▶
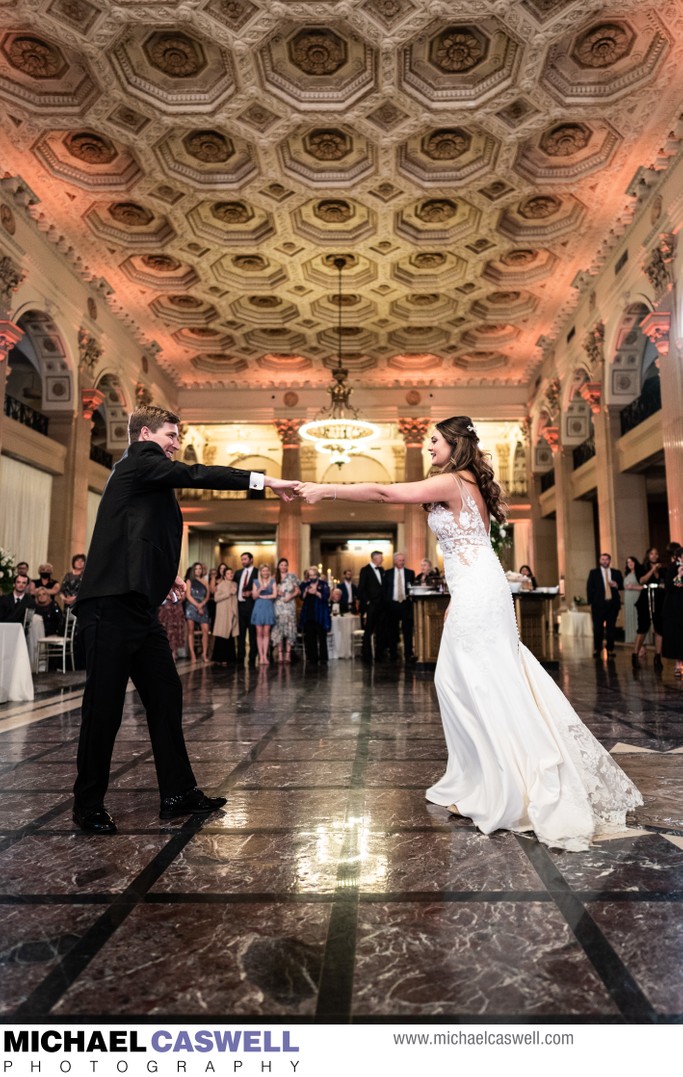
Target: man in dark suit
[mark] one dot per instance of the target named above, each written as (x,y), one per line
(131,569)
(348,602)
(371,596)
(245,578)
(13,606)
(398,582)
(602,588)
◀
▶
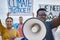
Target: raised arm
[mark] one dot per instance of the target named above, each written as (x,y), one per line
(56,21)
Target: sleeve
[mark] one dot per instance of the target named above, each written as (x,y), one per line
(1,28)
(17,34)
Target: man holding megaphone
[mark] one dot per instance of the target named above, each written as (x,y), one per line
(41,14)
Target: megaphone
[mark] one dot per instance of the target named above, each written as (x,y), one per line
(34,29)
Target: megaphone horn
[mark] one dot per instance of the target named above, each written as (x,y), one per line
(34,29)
◀
> DIRECTIVE: Gather every line from the records above that contains the word "megaphone", and copy each one in the order it appears.

> FINAL ANSWER:
Target: man holding megaphone
Target: megaphone
Target: megaphone horn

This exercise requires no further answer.